Set tasks.
(1) In the EI DuPont judgment excerpt, on what date did EI DuPont argue that the five-year limitation period expired?
(2) Write the next part of the EI DuPont judgment excerpt, picking up right after its final sentence.

Extract provided.
Consequently, in paragraph 83 of the judgment under appeal, the General Court
dismissed the first plea in law.”
25.
“By its second plea in law, EI DuPont alleged that the Commission infringed the
rules on limitation periods by imposing on it a fine for the period from 13 May
1993 to 31 March 1996 (the period before the DDE period). It argued that
imposing such a fine, in the circumstances of this case, contravened the principles
of legal certainty and legitimate expectations as the limitation period of five
years expired on 31 March 2001.”
26.
“In dismissing that plea as unfounded, the General Court stated in paragraphs
87 and 88 of the judgment under appeal that it was clear from the analysis of
the first plea that the Commission had rightly taken the view that EI DuPont
should be held jointly and severally liable for DDE’s conduct during the DDE
period. In addition it stated that the applicants, including EI DuPont, had not
contested the characterisation of the infringement committed between 13 May
1993 and 13 May 2002 as single and continuous.”
“The
General Court therefore concluded that, contrary to what the applicants argued,
the infringement committed by DDE did not end on 31 March (or 1 April) 1996 and
that the Commission could therefore impose a fine on EI DuPont for the entire
period during which that infringement was committed, including the period
before the DDE period.”
27.
“By its third plea, EI DuPont claimed that, since the right of the Commission
to impose a fine was time-barred, the Commission had to demonstrate that it had
a legitimate interest in adopting a decision against EI DuPont.”
28.
“The third plea was dismissed as unfounded in paragraphs 91 to 93 of the
judgment under appeal. The General Court held in particular in paragraph 92 of
that judgment that the Commission could impose a fine on EI DuPont for the
entire period in which the infringement was committed, including the period
before the DDE period. Therefore, in the opinion of the General Court, the
Commission did not have to demonstrate that it had a legitimate interest in
adopting a decision against EI DuPont.”
29.
“Having rejected the fourth to sixth pleas in law as being similarly unfounded,
the General Court dismissed the action in its entirety.”
30.
“EI DuPont claims that the Court of Justice should: - set aside the judgment
under appeal; and - order the Commission to pay the costs.” […]
32.
“EI DuPont puts forward three grounds in support of its appeal. By the first
ground of appeal, it claims: [1] that the General Court erred in law in
imputing to it the infringement committed by DDE for the DDE period and in
relation to its joint and several liability with Dow. By the second ground of
appeal, [2] it contests the finding in the judgment under appeal that the
Commission was not prevented, on account of the limitation period, from
imposing fines on EI DuPont for the period before the DDE period; that is to
say, from 13 May 1993 to 31 March 1996. The third ground of appeal [3] alleges
an error of law committed by the General Court in that it did not find that the
Commission had failed to demonstrate that it had a legitimate interest in
taking a decision against EI DuPont.”
The
first ground of appeal: error of law committed by the General Court in that it
imputed the infringement to EI DuPont and held it jointly and severally liable
with Dow
[…]
38. “As regards the admissibility of the first ground of appeal, it must be
stated that, contrary to what the Commission contends, EI DuPont does not
dispute the General Court’s findings of fact, but the inferences in law drawn
by the General Court from those findings in relation to DDE’s lack of autonomy
in order to determine the actual exercise of decisive influence. It follows
that this ground of appeal is admissible.”

Material from a collection
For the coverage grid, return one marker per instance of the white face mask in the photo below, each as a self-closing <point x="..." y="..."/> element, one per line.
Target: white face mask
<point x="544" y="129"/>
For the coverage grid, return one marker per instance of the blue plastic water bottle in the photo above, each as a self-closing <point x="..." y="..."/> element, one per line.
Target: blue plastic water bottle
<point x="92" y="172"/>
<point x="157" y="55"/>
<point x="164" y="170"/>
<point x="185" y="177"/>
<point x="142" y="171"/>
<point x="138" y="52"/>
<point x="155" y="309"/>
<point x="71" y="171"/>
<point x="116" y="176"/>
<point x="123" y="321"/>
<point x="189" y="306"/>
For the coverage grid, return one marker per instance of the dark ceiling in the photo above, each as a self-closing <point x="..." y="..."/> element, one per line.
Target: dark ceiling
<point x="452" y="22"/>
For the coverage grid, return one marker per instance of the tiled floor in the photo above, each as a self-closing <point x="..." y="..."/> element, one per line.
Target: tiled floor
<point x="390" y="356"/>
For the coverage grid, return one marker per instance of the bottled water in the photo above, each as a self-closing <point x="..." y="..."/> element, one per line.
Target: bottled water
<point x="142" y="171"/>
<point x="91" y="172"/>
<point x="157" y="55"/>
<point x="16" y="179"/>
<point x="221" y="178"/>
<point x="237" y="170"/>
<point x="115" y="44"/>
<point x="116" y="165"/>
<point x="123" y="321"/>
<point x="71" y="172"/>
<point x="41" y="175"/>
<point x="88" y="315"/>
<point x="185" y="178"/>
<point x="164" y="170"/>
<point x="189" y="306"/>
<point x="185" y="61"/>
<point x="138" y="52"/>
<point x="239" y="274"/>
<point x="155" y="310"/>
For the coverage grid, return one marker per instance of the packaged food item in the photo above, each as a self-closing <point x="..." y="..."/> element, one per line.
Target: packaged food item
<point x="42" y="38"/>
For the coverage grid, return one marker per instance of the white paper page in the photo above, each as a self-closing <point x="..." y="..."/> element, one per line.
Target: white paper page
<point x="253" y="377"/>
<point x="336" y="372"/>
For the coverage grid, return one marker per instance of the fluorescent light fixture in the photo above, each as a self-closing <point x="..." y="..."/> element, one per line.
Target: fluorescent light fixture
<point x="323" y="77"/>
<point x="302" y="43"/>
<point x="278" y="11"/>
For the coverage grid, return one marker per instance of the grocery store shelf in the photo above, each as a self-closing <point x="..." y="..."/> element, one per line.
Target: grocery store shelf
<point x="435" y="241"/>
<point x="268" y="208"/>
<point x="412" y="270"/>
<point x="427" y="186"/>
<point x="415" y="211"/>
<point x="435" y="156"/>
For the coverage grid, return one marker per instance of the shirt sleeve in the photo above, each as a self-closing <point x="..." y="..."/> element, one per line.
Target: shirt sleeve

Answer list.
(1) 31 March 2001

(2)
39.
“With regard to the substance, EI DuPont claims, in essence, that by confirming
in paragraph 74 of the judgment under appeal that EI DuPont had exercised
decisive influence over DDE’s conduct on the CR market, the General Court erred
in law with regard to the imputation of the infringement jointly and severally
with Dow during the DDE period.”
40.
“In that regard, it is clear from paragraphs 74 and 79 of the judgment under appeal
that the General Court held that EI DuPont formed a single undertaking with DDE
by reason of the decisive influence which it exercised over DDE’s conduct on
that market.”
41.
“It should be pointed out first of all that, in accordance with the settled
case-law of the Court of Justice, the conduct of a subsidiary can be imputed to
its parent company, in particular where, although it has separate legal
personality, that subsidiary does not decide independently on its own conduct
on the market, but carries out, in all material respects, the instructions
given to it by the parent company, regard being had in particular to the
economic, organisational and legal links between those two legal entities (See
Case C-97/08 P Akzo Nobel and Others v Commission [2009] ECR I-8237, paragraphs
58 and 72, and Joined Cases C-628/10 P and C- 14/11 P Alliance One
International and Standard Commercial Tobacco v. Commission and Commission v
Alliance One International and Others [2012] ECR I-0000, paragraph 43).”
42.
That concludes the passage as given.